* start *
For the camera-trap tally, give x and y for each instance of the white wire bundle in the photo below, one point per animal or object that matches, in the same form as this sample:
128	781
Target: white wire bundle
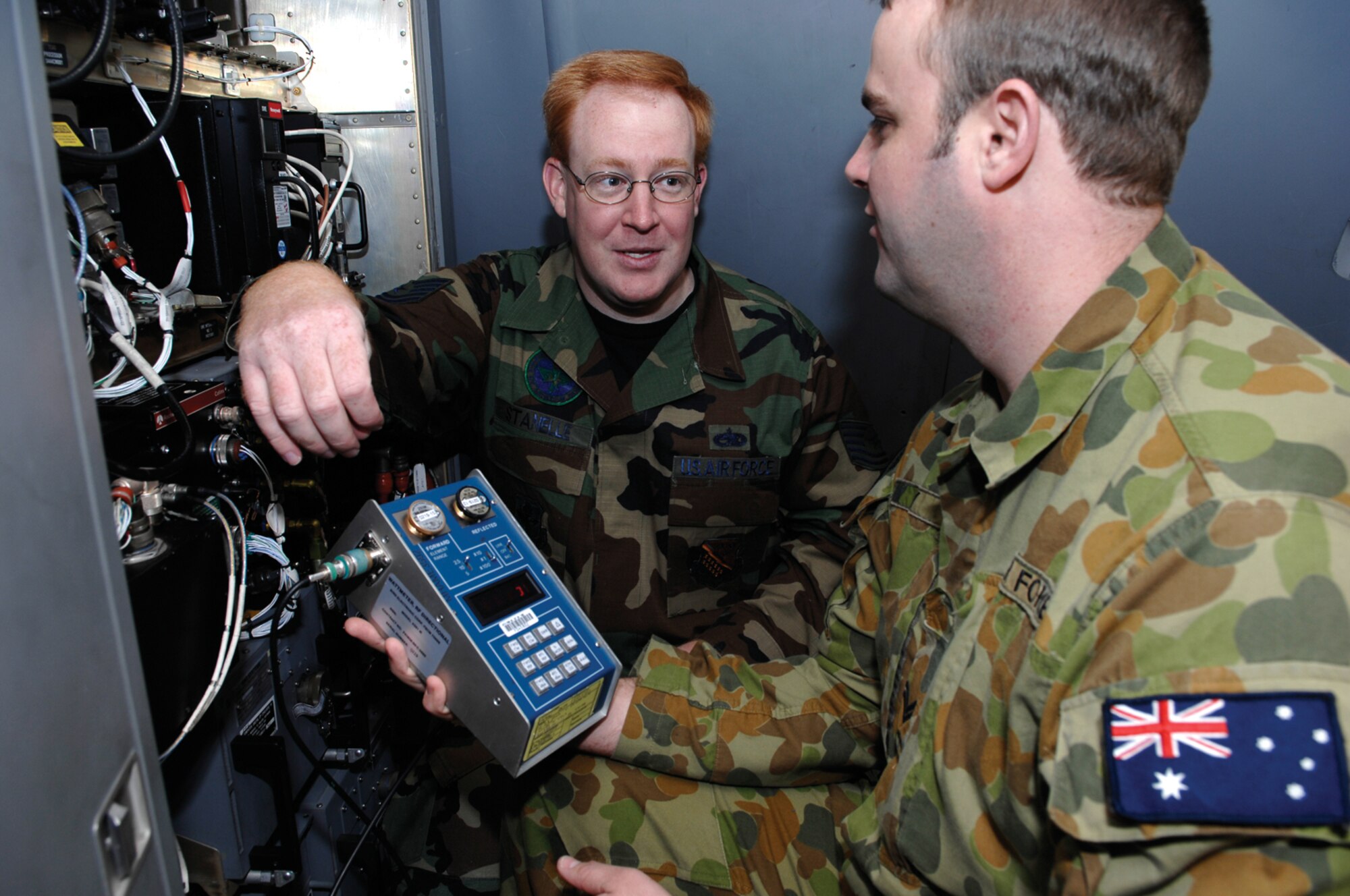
303	69
122	519
84	233
238	555
276	516
122	316
350	165
272	549
183	273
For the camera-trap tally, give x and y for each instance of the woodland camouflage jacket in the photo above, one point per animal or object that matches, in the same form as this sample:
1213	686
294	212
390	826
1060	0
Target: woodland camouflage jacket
705	499
1159	515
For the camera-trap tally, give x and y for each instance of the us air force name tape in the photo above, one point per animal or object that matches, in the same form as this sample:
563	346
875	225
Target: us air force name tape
691	468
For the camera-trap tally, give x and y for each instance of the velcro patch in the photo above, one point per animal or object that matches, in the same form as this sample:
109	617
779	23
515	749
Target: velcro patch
415	291
863	445
1028	586
1235	759
728	438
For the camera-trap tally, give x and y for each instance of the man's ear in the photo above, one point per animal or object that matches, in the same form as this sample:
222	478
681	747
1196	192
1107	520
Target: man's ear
1010	128
699	191
556	184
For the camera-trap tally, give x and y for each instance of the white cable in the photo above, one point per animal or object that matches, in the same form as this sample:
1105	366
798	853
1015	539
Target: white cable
295	160
84	231
350	164
272	549
234	615
122	519
126	346
303	69
122	318
183	273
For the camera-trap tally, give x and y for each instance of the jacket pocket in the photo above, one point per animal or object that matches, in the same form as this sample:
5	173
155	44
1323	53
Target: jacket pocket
722	536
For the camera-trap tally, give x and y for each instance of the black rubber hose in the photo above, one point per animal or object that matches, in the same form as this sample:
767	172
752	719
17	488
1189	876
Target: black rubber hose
171	110
94	57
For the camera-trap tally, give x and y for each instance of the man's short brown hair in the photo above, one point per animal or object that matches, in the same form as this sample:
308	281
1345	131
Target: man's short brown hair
1125	79
624	68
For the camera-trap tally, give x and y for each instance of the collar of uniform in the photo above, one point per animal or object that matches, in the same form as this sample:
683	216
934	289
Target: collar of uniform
1078	362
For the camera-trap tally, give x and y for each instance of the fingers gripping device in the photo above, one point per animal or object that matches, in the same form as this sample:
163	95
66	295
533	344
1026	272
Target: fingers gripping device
453	576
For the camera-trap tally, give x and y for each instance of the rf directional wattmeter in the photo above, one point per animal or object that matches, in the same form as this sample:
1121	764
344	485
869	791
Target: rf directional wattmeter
475	603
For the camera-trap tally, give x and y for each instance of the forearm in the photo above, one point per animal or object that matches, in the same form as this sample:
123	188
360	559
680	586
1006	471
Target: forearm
724	720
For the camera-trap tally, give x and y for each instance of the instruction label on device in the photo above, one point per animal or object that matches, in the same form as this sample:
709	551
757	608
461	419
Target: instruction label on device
399	615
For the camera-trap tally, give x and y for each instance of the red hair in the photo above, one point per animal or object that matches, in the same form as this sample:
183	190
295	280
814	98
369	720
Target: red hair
624	68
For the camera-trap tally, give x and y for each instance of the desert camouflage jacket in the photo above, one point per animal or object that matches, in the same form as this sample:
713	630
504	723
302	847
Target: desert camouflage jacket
705	499
1098	639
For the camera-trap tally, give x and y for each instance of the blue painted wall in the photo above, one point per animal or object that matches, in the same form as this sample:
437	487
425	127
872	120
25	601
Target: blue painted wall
1266	187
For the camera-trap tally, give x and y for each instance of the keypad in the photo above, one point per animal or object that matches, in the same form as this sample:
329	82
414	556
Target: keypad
547	656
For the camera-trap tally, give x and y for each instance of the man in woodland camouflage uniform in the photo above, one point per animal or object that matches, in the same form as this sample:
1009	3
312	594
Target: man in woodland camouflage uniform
680	442
1096	636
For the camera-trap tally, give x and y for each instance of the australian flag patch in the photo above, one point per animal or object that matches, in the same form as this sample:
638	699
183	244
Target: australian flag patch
1236	759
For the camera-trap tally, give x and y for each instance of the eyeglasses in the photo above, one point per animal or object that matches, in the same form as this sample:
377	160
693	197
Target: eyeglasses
612	188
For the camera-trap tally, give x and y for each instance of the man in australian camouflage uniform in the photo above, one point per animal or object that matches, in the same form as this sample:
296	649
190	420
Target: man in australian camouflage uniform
1096	636
680	442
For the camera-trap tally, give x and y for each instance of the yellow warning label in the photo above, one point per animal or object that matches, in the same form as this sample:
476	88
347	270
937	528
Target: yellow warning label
65	134
560	721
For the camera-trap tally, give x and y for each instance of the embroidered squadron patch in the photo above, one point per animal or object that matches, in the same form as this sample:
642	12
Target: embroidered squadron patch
547	383
728	438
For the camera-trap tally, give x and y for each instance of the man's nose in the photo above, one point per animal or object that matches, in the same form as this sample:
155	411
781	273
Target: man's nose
859	167
641	210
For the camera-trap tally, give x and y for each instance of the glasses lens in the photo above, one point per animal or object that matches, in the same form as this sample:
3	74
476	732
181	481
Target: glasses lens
607	187
673	187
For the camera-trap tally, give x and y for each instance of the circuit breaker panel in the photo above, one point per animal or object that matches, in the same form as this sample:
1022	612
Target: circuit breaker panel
196	146
476	603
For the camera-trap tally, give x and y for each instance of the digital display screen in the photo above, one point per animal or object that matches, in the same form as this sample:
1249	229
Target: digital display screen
503	597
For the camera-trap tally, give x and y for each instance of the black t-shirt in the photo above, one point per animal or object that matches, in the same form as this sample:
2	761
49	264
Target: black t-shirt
628	343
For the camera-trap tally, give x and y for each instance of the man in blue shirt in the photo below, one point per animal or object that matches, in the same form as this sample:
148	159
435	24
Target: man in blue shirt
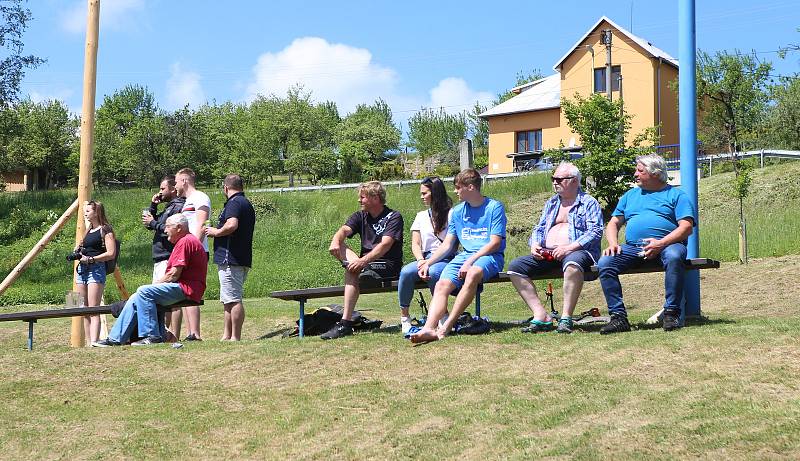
479	224
658	220
233	253
567	237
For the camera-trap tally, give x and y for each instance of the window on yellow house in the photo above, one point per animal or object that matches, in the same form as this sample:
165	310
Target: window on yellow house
529	141
600	79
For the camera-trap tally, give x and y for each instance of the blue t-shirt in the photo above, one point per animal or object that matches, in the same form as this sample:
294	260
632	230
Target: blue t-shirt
653	214
473	225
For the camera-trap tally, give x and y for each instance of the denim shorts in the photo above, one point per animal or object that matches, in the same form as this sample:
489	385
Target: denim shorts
231	283
91	273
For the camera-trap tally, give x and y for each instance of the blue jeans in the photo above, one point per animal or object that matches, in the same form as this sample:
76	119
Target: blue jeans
409	276
141	308
671	257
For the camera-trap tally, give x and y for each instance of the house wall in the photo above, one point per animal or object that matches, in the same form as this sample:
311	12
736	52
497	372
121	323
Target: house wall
640	90
503	129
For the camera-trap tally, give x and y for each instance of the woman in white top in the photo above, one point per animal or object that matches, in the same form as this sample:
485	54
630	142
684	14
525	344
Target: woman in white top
427	232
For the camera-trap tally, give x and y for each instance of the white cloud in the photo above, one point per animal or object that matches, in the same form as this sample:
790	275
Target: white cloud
331	71
114	14
453	94
183	87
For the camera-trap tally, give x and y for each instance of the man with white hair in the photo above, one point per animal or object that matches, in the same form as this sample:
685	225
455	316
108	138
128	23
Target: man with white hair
658	220
185	279
567	237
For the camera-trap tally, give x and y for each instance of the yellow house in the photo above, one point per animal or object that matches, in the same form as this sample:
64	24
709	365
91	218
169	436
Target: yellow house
532	120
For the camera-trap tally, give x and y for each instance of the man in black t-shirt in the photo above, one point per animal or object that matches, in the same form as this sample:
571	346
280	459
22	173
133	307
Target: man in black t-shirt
381	255
233	253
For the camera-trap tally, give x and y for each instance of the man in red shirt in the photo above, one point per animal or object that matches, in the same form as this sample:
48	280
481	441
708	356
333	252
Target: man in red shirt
185	279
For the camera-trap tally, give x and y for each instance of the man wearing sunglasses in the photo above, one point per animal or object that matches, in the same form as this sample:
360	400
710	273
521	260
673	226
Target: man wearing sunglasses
567	237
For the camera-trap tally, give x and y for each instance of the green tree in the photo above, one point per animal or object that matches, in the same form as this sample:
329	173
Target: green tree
364	137
732	97
603	126
12	68
125	142
45	139
436	134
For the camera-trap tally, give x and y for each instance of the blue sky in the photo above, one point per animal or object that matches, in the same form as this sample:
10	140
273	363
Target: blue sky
413	54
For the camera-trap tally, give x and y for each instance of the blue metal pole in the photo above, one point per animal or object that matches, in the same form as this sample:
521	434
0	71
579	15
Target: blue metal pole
688	127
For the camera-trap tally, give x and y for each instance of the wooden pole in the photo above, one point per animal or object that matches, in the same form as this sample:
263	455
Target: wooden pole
87	140
40	245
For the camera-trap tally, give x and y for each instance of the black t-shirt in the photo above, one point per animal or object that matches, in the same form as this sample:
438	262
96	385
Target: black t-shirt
387	223
236	249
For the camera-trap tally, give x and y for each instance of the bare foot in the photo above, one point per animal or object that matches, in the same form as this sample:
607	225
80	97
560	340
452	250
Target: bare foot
424	336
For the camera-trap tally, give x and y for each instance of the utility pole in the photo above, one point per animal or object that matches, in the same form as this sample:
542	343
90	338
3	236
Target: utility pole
606	40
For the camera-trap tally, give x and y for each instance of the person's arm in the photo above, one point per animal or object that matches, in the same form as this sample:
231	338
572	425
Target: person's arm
679	234
612	236
337	248
172	275
376	253
230	226
416	246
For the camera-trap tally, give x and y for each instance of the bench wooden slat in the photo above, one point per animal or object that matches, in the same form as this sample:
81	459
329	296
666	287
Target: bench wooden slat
76	312
338	290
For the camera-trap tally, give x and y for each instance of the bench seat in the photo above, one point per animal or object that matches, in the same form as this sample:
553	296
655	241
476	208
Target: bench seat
32	316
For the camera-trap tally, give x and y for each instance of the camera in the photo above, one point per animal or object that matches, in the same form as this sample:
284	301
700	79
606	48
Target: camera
75	255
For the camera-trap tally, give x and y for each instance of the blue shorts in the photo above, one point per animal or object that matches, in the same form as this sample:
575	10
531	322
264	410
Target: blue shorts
490	264
528	266
91	273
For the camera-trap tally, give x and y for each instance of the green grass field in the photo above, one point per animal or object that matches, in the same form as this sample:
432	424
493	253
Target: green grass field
725	388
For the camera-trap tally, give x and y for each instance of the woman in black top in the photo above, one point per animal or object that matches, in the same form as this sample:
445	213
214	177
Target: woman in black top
97	247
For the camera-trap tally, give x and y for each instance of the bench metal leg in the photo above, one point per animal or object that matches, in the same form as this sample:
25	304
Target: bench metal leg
301	323
30	334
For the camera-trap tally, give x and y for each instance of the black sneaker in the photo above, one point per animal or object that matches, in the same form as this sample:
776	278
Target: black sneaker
338	331
147	341
672	320
538	327
617	324
564	326
108	342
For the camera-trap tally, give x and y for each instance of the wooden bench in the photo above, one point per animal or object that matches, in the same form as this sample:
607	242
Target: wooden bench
326	292
32	316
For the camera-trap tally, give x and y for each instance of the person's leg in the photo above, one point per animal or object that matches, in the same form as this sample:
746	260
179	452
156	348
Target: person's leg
436	310
95	295
610	267
519	271
148	297
482	270
405	287
351	288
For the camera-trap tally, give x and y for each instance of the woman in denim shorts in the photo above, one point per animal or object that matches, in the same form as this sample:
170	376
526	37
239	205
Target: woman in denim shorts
98	246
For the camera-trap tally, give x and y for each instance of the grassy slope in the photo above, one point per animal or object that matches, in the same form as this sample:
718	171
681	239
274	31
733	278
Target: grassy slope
726	389
291	241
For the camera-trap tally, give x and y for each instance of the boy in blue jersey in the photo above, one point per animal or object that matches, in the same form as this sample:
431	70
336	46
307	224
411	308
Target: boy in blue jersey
479	224
658	220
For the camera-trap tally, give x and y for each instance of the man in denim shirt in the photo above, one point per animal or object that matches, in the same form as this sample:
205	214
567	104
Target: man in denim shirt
567	236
* end *
#### WHAT THE EXERCISE ASKS
Rewrite the lines from the one containing "denim shirt in" through the end of the records, requests included, and shift every answer x and y coordinate up by 137.

#### SOLVED PROBLEM
For the camera-trap tally, give x and y for each instance of the man in denim shirt in the photo above, one point per animal or object that matches, in the same form as this sample:
205	214
567	104
Target: man in denim shirt
704	373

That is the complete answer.